Entries for pointing and labeling:
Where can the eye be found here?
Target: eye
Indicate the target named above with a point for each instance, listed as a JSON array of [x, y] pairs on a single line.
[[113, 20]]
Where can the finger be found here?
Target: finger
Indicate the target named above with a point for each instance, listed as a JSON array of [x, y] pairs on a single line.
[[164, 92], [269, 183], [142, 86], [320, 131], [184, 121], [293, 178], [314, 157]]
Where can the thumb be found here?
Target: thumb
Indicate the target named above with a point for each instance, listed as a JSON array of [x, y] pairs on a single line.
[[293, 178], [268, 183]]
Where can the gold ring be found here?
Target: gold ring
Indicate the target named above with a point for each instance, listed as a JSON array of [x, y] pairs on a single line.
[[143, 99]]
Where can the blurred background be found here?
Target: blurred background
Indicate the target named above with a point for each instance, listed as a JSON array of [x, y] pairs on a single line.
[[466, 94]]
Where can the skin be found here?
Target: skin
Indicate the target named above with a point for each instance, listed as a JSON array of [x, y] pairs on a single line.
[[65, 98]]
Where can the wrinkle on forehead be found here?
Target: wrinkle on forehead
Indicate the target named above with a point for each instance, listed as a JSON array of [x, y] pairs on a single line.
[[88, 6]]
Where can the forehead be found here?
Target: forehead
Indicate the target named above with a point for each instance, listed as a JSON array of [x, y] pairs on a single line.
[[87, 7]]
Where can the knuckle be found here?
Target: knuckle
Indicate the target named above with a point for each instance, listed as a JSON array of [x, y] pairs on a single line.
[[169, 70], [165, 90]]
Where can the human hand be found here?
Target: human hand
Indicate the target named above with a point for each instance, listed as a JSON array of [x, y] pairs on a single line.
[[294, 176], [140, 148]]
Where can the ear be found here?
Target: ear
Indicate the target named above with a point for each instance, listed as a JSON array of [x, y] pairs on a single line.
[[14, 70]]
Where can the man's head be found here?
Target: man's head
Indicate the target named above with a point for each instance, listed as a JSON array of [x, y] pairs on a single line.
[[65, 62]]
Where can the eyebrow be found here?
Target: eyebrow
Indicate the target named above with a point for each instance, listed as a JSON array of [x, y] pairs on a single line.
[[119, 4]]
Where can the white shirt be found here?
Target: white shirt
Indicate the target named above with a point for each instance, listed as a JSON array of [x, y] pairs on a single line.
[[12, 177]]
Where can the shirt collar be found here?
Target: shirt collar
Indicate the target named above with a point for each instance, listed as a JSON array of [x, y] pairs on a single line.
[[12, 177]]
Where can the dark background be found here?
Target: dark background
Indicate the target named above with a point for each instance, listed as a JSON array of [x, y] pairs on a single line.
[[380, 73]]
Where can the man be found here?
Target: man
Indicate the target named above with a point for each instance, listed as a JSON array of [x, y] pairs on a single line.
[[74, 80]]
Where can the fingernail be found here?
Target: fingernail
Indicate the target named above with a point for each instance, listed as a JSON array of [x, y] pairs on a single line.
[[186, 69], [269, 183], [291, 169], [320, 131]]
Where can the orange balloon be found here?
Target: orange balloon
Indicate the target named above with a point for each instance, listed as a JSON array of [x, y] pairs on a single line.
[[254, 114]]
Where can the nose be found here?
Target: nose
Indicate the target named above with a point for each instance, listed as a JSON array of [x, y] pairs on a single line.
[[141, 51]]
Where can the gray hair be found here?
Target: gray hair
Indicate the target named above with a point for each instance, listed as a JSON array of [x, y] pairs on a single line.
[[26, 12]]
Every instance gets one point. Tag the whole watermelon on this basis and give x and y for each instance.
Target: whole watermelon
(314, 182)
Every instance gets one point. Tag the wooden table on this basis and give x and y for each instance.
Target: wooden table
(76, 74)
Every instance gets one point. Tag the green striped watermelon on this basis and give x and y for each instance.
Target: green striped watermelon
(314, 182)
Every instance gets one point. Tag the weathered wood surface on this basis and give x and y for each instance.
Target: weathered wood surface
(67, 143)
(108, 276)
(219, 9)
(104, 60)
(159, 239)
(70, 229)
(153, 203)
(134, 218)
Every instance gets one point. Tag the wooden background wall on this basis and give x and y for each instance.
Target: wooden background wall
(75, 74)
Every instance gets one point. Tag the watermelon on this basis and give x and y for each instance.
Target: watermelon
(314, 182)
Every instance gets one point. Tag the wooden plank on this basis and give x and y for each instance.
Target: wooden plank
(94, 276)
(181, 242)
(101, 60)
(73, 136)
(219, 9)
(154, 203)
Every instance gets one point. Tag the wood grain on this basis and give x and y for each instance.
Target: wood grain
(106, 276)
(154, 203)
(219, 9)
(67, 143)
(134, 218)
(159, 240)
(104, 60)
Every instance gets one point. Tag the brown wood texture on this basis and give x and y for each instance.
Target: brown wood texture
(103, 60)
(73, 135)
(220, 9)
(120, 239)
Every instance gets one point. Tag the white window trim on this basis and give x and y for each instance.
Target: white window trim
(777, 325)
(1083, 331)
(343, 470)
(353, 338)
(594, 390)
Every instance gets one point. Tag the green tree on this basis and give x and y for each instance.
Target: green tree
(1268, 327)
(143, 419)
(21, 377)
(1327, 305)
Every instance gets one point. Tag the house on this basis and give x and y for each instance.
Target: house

INSTRUCTION >>
Rewrite the listing's lines from the one containing "Where can the finger be found here?" through the one containing "[[293, 178], [268, 183]]", requests included, and give only those lines. Multiply every point coordinate in the answers by 2.15 and round each result to a whole number, with halves rounded up.

WRITTEN SOLUTION >>
Where can the finger be found here?
Target: finger
Indicate the target named above with a point for each instance, listed as a JSON array of [x, y] pairs on a single line.
[[353, 198], [578, 393], [305, 185], [688, 282], [396, 260], [630, 383], [675, 338]]
Where can the thumb be found here?
Target: thumb
Indicate the target named above with a point for each instance, listed as a JSON array of [x, y] pairs on a single line.
[[630, 383], [576, 393]]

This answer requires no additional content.